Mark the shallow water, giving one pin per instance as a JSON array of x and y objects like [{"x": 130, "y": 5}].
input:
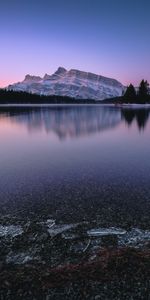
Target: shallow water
[{"x": 76, "y": 163}]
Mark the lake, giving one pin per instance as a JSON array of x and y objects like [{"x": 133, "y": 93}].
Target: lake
[
  {"x": 76, "y": 163},
  {"x": 74, "y": 202}
]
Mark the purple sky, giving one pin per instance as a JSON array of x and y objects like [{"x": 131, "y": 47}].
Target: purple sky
[{"x": 110, "y": 38}]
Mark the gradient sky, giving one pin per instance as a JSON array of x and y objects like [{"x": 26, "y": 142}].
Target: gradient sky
[{"x": 107, "y": 37}]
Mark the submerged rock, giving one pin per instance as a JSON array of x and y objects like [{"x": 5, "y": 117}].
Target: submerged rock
[
  {"x": 54, "y": 230},
  {"x": 10, "y": 230},
  {"x": 106, "y": 231}
]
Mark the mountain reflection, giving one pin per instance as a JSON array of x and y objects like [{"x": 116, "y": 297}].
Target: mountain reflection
[
  {"x": 140, "y": 115},
  {"x": 64, "y": 121}
]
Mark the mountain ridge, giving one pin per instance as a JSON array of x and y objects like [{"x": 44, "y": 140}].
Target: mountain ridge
[{"x": 71, "y": 83}]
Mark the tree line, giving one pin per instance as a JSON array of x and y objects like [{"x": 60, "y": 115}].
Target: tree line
[{"x": 140, "y": 95}]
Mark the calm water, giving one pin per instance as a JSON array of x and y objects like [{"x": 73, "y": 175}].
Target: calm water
[{"x": 76, "y": 163}]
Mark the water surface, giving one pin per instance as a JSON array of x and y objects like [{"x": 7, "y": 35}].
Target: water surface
[{"x": 75, "y": 163}]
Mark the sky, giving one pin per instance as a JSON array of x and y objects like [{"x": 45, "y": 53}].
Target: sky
[{"x": 106, "y": 37}]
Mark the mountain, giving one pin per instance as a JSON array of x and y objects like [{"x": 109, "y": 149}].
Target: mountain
[{"x": 72, "y": 83}]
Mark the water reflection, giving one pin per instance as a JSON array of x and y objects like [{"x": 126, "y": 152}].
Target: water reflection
[
  {"x": 64, "y": 121},
  {"x": 73, "y": 121},
  {"x": 140, "y": 115}
]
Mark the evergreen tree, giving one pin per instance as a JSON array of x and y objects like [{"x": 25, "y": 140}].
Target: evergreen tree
[
  {"x": 130, "y": 94},
  {"x": 143, "y": 91}
]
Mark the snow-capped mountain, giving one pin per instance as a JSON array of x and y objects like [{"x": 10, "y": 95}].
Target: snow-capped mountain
[{"x": 72, "y": 83}]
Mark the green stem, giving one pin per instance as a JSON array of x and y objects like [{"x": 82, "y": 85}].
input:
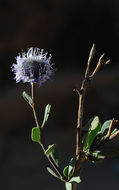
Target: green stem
[{"x": 42, "y": 145}]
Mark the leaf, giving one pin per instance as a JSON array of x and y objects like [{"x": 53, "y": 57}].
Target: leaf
[
  {"x": 94, "y": 123},
  {"x": 71, "y": 166},
  {"x": 35, "y": 135},
  {"x": 91, "y": 135},
  {"x": 114, "y": 131},
  {"x": 27, "y": 98},
  {"x": 96, "y": 156},
  {"x": 88, "y": 125},
  {"x": 52, "y": 172},
  {"x": 65, "y": 171},
  {"x": 46, "y": 115},
  {"x": 55, "y": 155},
  {"x": 50, "y": 149},
  {"x": 105, "y": 127},
  {"x": 76, "y": 179},
  {"x": 68, "y": 186}
]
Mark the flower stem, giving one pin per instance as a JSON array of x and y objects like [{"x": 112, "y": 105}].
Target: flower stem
[{"x": 62, "y": 177}]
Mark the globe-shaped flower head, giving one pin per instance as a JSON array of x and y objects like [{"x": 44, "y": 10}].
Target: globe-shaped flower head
[{"x": 33, "y": 67}]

○ ○ ○ ○

» What you need to do:
Only the lines that lie between the start of the listing and the line containing "Mark the tree", both included, belong in the answer; write them out exactly and omit pictures.

» Output of the task:
Mark the shallow water, giving one pin per instance as a JSON array of x and y objects like [{"x": 130, "y": 5}].
input:
Target: shallow water
[{"x": 76, "y": 163}]
Mark the lake, giving one pin per instance as a JSON array of x and y objects like [{"x": 133, "y": 93}].
Target: lake
[
  {"x": 76, "y": 163},
  {"x": 74, "y": 202}
]
Mark the purple sky, giving one pin per instance as a JSON array of x and y objects like [{"x": 131, "y": 47}].
Target: purple sky
[{"x": 110, "y": 38}]
Mark the gradient sky, giving one pin per instance as a JSON array of x and y objects like [{"x": 26, "y": 142}].
Target: gradient sky
[{"x": 107, "y": 37}]
Mark the submerged rock, giving one pin per instance as a JSON array of x and y objects like [{"x": 5, "y": 117}].
Target: submerged rock
[
  {"x": 54, "y": 230},
  {"x": 10, "y": 230},
  {"x": 106, "y": 231}
]
Mark the mountain reflection, giving one pin per instance as a JSON array of x and y objects like [{"x": 116, "y": 297}].
Target: mountain reflection
[
  {"x": 140, "y": 115},
  {"x": 64, "y": 121}
]
Mark the mountain ridge, giving one pin per instance as a JSON array of x and y objects like [{"x": 44, "y": 140}].
Target: mountain ridge
[{"x": 71, "y": 83}]
Mark the tree line, giving one pin per instance as a JSON array of x and y objects like [{"x": 60, "y": 115}].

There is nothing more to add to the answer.